> [Selected excerpt]
┏━━

Although the yeshiva as an institution is in some ways a continuation of the Talmudic Academies in Babylonia, large scale educational institutions of this kind were not characteristic of the North African and Middle Eastern Sephardi Jewish world in pre-modern times: education typically took place in a more informal setting in the synagogue or in the entourage of a famous rabbi. In medieval Spain and immediately following the expulsion in 1492 there were some schools which combined Jewish studies with sciences such as logic and astronomy, similar to the contemporary Islamic madrasas. In nineteenth-century Jerusalem a college was typically an endowment for supporting ten adult scholars rather than an educational institution in the modern sense; towards the end of the century a school for orphans was founded providing for some rabbinic studies.[2] Early educational institutions on the European model were Beth Zilkha founded in 1870s Iraq and Porat Yosef Yeshiva founded in Jerusalem in 1914. Also notable is the Bet El yeshiva founded in 1737 in Jerusalem for advanced Kabbalistic studies. Later Sephardic yeshivot are usually on the model either of Porat Yosef or of the Ashkenazi institutions.

The Sephardic world has traditionally placed the study of esoteric Jewish mysticism (Kabbalah) in a more mainsteam position that in the European Ashkenazi world. This difference of emphasis arose in reaction to the historical events of the Sabbatean heresy in the 17th Century, that suppressed widespead study of Kabbalah in Europe in favour of the strength of Rabbinic Talmudic study. In Eastern European Lithuanian life, Kabbalah was reserved for an intellectual elite, while the mystical revival of Hasidism articulated Kabbalistic theology through Hasidic thought. These factors did not affect the Sephardi Jewish world, which retained a wider connection to Kabbalah in its traditionally observant communities. With the establishment of Sephardi yeshivas in Israel, after the immigration of the Arabic Jewish communities there, some Sephardi yeshivas incorporated study of more accessible Kabbalistic texts into their curriculum. Nonetheless, the European prescriptions to reserve advanced Kabbalistic study to mature and elite students also influence the choice of texts in such yeshivas.

Types of yeshivot[]

There are a few types of yeshivot:

  1. Yeshiva ketana ("junior yeshiva") - Many yeshivot ketanot in Israel and some in the Diaspora do not have a secular course of studies and all students learn Judaic Torah studies full-time.
  2. Yeshiva High School - Also called Mesivta or Mechina or Yeshiva Gedolah, combines the intensive Jewish religious education with a secular high school education. The dual curriculum was pioneered by the Manhattan Talmudical Academy of Yeshiva University (now known as Marsha Stern Talmudical Academy) in 1916.
  3. Mechina - For Israeli high-school graduates who wish to study for one year before entering the army.
  4. Beth Medrash - For high school graduates, and is attended from one year to many years, dependent on the career plans and affiliation of the student.

┗━━

> [Extracted records]
┏━━

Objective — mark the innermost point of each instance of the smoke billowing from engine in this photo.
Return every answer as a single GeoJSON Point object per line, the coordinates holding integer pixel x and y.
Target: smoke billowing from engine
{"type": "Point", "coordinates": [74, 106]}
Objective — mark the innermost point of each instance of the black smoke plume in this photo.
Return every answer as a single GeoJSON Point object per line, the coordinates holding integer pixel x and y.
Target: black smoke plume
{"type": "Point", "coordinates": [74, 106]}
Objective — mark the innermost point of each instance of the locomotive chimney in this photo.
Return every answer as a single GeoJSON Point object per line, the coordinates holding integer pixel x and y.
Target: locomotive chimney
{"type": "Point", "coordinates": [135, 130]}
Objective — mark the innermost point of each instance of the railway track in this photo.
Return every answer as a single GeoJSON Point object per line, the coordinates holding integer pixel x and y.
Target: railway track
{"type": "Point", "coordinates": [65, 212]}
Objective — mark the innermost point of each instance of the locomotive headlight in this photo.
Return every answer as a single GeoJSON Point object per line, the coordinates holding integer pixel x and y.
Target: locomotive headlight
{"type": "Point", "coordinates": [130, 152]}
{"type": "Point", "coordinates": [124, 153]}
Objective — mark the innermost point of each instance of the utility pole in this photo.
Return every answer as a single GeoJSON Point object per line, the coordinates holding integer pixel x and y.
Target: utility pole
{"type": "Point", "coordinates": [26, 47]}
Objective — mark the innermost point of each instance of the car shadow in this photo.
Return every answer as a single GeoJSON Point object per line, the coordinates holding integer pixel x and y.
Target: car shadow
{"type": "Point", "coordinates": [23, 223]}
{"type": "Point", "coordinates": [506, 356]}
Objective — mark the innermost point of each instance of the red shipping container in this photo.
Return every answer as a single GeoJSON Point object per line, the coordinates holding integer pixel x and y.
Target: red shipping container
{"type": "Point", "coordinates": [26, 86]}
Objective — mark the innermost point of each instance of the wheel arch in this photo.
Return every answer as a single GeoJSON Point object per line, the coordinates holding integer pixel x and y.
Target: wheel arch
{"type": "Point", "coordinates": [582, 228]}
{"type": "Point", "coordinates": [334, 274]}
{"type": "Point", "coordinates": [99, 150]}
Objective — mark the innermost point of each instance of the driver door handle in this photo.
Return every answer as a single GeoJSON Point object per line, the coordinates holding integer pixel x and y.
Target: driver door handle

┗━━

> [Work instructions] Using the text on yeshivot above, please explain why the Sephardic world gives Kabbalah study a more mainstream place than the European Ashkenazi world does. Answer in one to three sentences.

> [Response below] The difference arose in reaction to the Sabbatean heresy of the 17th century, which suppressed widespread study of Kabbalah in Europe in favor of Rabbinic Talmudic study. Those factors did not affect the Sephardi Jewish world. Its traditionally observant communities therefore kept a wider connection to Kabbalah.